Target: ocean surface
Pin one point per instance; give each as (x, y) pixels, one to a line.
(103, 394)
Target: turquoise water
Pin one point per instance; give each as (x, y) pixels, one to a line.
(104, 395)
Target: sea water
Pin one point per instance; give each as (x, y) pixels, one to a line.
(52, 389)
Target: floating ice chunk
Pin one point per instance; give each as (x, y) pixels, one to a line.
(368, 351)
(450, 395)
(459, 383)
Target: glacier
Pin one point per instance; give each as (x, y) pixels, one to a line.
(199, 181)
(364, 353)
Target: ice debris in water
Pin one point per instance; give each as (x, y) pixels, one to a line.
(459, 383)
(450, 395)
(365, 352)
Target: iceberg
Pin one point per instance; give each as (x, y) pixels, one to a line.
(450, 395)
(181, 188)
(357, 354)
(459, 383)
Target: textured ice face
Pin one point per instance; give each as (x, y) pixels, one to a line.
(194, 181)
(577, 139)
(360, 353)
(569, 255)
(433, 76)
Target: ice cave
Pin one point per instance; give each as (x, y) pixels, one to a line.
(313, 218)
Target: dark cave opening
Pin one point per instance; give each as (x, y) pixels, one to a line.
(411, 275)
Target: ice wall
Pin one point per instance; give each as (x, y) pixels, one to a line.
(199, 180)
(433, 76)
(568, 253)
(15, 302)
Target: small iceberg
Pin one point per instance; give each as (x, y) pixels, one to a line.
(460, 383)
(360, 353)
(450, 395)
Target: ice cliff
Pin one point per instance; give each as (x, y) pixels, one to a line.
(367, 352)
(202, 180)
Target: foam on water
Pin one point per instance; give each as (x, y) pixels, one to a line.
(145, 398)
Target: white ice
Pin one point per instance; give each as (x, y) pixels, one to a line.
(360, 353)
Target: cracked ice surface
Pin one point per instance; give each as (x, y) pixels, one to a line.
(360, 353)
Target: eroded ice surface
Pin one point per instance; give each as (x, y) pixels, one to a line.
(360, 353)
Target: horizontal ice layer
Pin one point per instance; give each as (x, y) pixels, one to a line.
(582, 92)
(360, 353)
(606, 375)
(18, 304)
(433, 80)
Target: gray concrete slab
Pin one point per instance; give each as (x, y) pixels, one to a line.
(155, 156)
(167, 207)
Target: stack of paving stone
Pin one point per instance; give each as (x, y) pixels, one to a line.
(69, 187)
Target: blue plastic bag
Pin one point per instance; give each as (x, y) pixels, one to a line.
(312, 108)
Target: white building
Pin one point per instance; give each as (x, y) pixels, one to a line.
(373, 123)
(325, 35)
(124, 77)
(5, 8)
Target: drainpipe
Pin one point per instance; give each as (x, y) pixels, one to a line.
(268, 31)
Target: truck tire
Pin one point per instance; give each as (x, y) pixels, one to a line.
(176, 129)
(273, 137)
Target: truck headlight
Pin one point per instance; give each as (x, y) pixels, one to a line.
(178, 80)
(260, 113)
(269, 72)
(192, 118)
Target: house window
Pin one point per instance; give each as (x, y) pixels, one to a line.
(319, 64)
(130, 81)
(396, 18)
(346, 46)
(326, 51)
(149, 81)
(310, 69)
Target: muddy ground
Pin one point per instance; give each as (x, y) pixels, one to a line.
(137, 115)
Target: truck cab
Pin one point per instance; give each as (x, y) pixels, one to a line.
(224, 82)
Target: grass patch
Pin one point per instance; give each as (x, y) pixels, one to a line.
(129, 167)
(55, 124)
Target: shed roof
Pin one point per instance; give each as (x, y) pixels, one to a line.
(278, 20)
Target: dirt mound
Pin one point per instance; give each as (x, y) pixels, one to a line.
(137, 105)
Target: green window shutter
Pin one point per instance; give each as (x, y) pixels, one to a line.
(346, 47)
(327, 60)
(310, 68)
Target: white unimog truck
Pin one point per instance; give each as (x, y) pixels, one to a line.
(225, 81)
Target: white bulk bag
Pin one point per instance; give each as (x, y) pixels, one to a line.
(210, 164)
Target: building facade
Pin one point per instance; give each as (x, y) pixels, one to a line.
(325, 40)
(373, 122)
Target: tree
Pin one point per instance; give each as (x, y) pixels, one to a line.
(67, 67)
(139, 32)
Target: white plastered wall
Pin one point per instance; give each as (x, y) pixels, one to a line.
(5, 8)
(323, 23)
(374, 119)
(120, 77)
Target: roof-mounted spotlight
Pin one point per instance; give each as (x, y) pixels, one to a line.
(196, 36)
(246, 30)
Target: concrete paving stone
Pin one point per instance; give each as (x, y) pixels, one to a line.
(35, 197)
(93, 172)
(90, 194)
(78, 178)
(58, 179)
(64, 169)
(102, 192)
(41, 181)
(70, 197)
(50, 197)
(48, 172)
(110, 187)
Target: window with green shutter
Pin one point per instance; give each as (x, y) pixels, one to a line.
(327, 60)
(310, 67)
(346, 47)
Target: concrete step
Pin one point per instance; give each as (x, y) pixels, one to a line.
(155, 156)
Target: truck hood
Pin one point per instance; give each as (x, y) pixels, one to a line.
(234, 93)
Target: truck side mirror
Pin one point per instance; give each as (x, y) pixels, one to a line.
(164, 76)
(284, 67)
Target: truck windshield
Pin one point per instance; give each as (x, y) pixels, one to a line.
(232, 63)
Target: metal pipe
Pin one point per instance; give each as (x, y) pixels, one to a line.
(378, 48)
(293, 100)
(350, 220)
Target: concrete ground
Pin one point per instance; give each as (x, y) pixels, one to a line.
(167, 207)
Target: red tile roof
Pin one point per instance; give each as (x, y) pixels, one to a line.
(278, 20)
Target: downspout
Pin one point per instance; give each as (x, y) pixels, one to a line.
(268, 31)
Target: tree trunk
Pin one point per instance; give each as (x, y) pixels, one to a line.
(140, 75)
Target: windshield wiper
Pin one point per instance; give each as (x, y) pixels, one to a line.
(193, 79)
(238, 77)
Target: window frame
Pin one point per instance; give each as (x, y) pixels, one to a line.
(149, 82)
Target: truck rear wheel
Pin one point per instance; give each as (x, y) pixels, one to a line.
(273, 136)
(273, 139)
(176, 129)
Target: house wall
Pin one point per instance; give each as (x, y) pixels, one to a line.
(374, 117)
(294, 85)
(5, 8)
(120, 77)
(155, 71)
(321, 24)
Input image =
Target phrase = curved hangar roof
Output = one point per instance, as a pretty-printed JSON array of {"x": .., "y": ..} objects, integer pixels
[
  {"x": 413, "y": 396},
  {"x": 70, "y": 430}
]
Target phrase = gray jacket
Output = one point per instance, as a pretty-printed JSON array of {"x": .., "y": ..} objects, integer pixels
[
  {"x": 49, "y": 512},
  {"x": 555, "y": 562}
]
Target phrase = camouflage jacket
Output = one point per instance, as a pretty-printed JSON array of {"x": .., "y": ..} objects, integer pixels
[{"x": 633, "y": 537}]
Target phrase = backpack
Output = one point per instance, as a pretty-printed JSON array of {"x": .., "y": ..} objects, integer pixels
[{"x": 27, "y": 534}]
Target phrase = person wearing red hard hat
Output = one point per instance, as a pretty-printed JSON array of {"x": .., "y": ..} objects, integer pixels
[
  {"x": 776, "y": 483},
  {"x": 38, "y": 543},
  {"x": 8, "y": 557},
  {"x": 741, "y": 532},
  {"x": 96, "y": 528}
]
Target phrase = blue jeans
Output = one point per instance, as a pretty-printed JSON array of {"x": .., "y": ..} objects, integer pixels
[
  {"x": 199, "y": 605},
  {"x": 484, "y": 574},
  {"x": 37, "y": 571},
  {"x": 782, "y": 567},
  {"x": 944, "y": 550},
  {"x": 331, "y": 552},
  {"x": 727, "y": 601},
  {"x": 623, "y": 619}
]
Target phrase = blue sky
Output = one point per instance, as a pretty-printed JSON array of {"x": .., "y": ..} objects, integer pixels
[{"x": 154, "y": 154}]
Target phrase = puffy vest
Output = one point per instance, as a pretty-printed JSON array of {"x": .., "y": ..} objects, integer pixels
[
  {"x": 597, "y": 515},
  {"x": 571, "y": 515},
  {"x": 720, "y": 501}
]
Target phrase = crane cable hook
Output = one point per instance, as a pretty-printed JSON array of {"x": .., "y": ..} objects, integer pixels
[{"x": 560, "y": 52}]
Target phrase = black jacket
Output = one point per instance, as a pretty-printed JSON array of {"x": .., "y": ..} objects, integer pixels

▬▬▬▬▬▬▬▬▬▬

→ **GOAL OF THE EXERCISE**
Rewrite the records from the line with "Target phrase = crane cable hook" through the end of the records, changing "black jacket" to "gray jacket" and leaving everything else the same.

→ **RESPONSE TO THIS TASK**
Target phrase = crane cable hook
Output = one point per instance, as a pretty-printed JSON array of {"x": .., "y": ..} objects, integer pixels
[{"x": 560, "y": 52}]
Target phrase = gray jacket
Output = one point per instance, as a pretty-printed JSON array of {"x": .., "y": ..} objects, integer pixels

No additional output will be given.